-------- MATERIAL SUPPLIED --------

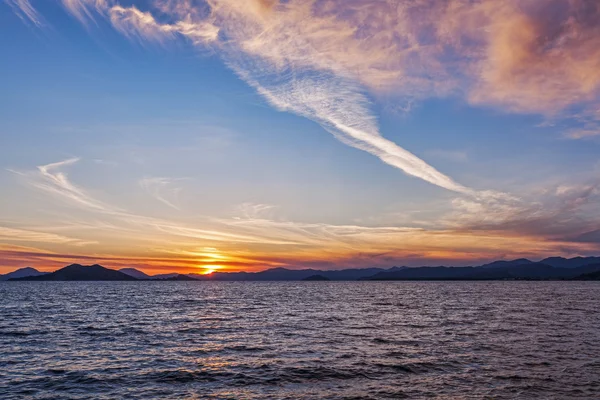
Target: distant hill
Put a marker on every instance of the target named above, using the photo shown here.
(535, 271)
(76, 272)
(504, 264)
(560, 262)
(22, 273)
(316, 278)
(558, 268)
(178, 277)
(284, 274)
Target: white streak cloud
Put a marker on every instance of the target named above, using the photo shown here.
(25, 11)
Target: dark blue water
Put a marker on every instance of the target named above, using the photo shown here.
(307, 340)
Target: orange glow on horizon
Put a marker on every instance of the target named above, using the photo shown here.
(209, 269)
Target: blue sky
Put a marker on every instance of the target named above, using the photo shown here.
(125, 138)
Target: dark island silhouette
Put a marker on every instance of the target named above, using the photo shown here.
(553, 268)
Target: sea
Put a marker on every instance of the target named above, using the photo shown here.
(300, 340)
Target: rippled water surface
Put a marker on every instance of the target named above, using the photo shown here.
(313, 340)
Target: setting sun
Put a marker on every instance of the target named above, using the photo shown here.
(209, 269)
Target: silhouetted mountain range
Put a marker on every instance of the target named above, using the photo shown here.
(21, 273)
(76, 272)
(558, 268)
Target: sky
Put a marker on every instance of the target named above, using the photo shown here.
(203, 135)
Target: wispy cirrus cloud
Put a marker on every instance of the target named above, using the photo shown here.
(163, 190)
(25, 11)
(26, 235)
(51, 179)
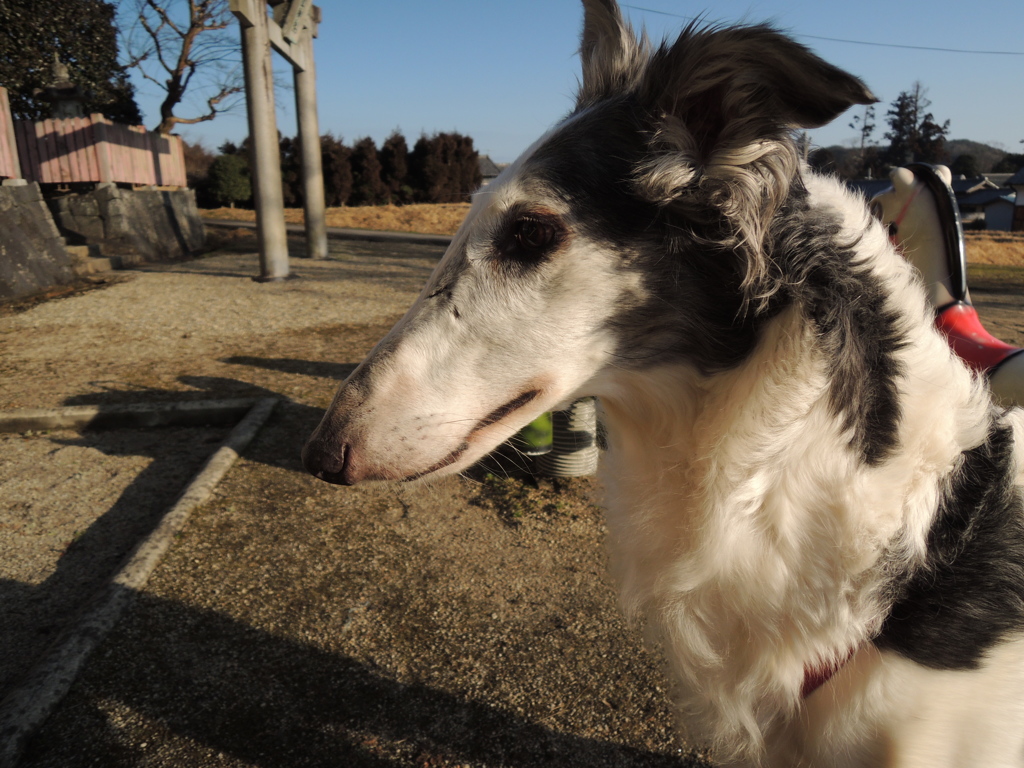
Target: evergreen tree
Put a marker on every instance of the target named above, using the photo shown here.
(83, 35)
(291, 172)
(394, 168)
(1009, 164)
(337, 170)
(443, 168)
(228, 181)
(965, 165)
(913, 134)
(368, 188)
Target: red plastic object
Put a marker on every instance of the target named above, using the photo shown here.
(969, 338)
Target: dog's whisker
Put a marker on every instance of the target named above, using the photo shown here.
(814, 509)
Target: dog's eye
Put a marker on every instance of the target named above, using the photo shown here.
(530, 238)
(534, 235)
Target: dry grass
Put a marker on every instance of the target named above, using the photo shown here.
(1004, 249)
(442, 218)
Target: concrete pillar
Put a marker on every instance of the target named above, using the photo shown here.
(264, 155)
(312, 171)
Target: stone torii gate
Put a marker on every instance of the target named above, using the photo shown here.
(291, 33)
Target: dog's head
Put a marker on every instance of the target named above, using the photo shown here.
(633, 232)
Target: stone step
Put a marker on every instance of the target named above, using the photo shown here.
(89, 260)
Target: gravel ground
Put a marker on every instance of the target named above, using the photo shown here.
(464, 623)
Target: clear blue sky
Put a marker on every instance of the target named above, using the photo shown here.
(504, 72)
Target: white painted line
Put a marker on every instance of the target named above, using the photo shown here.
(26, 709)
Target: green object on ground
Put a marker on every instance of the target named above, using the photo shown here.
(535, 438)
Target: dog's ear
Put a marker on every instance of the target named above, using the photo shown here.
(612, 55)
(737, 86)
(723, 104)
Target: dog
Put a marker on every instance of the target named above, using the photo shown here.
(812, 505)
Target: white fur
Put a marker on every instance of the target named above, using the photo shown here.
(749, 537)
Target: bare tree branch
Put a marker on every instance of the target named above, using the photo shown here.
(199, 54)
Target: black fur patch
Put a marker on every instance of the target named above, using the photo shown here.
(692, 307)
(969, 594)
(861, 336)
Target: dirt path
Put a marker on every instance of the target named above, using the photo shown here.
(467, 623)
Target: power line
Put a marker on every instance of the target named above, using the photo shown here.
(857, 42)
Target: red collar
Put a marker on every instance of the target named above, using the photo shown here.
(815, 677)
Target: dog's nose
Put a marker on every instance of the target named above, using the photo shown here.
(328, 461)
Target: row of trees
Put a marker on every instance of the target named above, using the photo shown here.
(441, 168)
(188, 49)
(913, 135)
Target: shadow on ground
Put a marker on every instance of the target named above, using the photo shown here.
(269, 701)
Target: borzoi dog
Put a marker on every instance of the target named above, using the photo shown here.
(814, 507)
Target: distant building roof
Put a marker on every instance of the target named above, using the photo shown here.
(487, 168)
(986, 197)
(964, 186)
(868, 186)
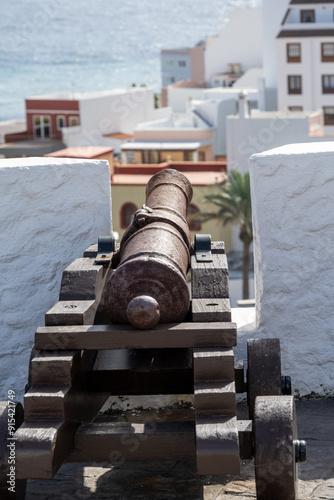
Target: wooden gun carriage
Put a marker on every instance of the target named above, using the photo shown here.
(80, 358)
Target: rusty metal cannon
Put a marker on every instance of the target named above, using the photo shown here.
(150, 283)
(82, 355)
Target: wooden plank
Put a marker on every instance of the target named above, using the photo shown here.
(210, 279)
(143, 371)
(42, 447)
(54, 368)
(263, 370)
(169, 335)
(83, 280)
(217, 445)
(215, 398)
(239, 375)
(122, 441)
(91, 251)
(71, 312)
(211, 310)
(62, 403)
(245, 428)
(214, 363)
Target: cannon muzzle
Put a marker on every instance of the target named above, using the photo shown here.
(150, 285)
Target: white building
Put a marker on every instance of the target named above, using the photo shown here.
(305, 57)
(107, 118)
(182, 64)
(255, 132)
(237, 48)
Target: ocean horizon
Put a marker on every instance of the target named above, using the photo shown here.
(79, 46)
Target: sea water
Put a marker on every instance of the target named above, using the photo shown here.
(49, 46)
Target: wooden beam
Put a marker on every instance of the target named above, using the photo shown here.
(211, 310)
(210, 279)
(54, 368)
(62, 403)
(217, 445)
(71, 312)
(42, 447)
(143, 371)
(213, 363)
(214, 398)
(122, 441)
(126, 337)
(83, 280)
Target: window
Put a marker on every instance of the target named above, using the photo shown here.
(296, 108)
(329, 115)
(327, 52)
(42, 126)
(293, 52)
(127, 212)
(328, 84)
(73, 121)
(61, 122)
(188, 156)
(149, 156)
(307, 16)
(294, 84)
(194, 221)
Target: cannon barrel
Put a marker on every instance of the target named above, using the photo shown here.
(150, 285)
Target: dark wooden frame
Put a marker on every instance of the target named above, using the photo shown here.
(124, 223)
(326, 120)
(327, 90)
(291, 59)
(298, 90)
(325, 58)
(310, 11)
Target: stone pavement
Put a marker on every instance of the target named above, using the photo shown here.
(178, 480)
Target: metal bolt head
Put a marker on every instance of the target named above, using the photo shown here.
(300, 447)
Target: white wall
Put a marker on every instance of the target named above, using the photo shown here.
(293, 205)
(273, 12)
(118, 111)
(51, 210)
(262, 131)
(311, 68)
(179, 97)
(239, 42)
(215, 112)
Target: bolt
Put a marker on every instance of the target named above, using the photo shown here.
(300, 449)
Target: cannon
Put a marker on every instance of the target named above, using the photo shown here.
(150, 282)
(120, 329)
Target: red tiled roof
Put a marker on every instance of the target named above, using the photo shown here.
(119, 135)
(196, 178)
(182, 166)
(82, 152)
(305, 33)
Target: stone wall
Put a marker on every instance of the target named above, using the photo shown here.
(51, 210)
(293, 207)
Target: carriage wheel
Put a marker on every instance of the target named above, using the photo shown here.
(263, 370)
(5, 457)
(277, 450)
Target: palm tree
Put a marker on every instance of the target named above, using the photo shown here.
(233, 201)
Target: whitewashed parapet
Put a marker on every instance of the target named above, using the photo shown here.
(293, 207)
(51, 210)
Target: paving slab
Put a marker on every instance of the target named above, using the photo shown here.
(178, 480)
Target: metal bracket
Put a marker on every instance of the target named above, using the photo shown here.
(203, 248)
(105, 250)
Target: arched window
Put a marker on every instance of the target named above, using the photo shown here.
(194, 222)
(127, 212)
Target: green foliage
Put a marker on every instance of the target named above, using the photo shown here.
(232, 200)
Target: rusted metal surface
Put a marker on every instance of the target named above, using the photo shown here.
(154, 257)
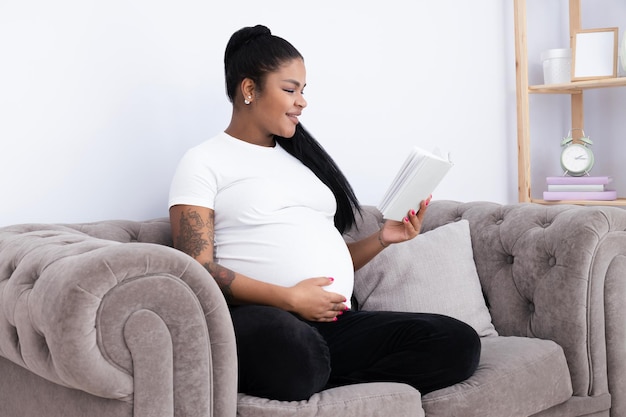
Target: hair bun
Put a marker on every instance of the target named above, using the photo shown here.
(244, 36)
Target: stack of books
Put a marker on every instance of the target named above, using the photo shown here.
(579, 188)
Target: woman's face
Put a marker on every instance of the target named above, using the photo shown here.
(281, 101)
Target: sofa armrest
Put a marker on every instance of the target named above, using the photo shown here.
(129, 321)
(545, 272)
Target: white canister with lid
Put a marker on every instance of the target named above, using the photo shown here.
(557, 66)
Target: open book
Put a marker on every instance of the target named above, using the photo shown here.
(418, 177)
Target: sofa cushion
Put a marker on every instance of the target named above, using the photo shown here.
(363, 400)
(517, 376)
(433, 273)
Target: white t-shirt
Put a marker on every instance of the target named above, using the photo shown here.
(274, 219)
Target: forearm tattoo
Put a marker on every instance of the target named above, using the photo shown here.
(191, 241)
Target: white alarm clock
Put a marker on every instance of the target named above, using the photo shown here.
(576, 158)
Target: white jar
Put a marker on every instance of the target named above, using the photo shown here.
(557, 66)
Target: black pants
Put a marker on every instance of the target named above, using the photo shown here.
(286, 358)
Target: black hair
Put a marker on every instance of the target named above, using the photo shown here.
(253, 52)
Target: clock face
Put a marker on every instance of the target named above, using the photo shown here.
(577, 159)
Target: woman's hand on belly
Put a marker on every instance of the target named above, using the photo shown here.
(312, 302)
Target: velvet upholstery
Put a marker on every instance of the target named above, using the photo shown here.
(105, 319)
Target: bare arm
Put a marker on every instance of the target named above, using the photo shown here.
(366, 249)
(193, 233)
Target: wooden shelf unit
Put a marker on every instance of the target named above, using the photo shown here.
(574, 89)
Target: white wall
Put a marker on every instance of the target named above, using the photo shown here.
(99, 99)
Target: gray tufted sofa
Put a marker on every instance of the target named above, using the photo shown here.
(105, 319)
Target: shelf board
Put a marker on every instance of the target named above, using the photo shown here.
(577, 87)
(618, 202)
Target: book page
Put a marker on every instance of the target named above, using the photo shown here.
(417, 178)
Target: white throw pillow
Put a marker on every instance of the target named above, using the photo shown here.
(432, 273)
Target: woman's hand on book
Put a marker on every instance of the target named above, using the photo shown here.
(396, 232)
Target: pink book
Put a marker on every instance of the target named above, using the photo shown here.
(580, 195)
(563, 180)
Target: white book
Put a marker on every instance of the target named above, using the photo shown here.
(418, 177)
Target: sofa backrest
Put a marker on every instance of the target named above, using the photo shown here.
(544, 271)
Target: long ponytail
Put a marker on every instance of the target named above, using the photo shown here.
(306, 149)
(253, 52)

--------

[DIRECTIONS]:
Nothing but the lines from the one with "Target: white throw pillow" through the end of the data above should be repeated, each exactly as it stands.

[ANSWER BELOW]:
Target: white throw pillow
Put a marker on every instance of the target named above, using the photo shown here.
(432, 273)
Target: woman's hand on book
Put a marker on every instance of the target named above, using the photo shown here.
(396, 232)
Target: pink book
Put a marker on every instance of the target named above, using the photo shown here.
(580, 195)
(563, 180)
Target: white book
Put a marker on every instance of the target named above, using the photo shown here.
(418, 177)
Target: sofa backrest
Put a marker on every instance of the target named above, using the photo shown here.
(544, 271)
Target: long ponytail
Put a marker on every instance of the target named above, using the photo shown here.
(306, 149)
(253, 52)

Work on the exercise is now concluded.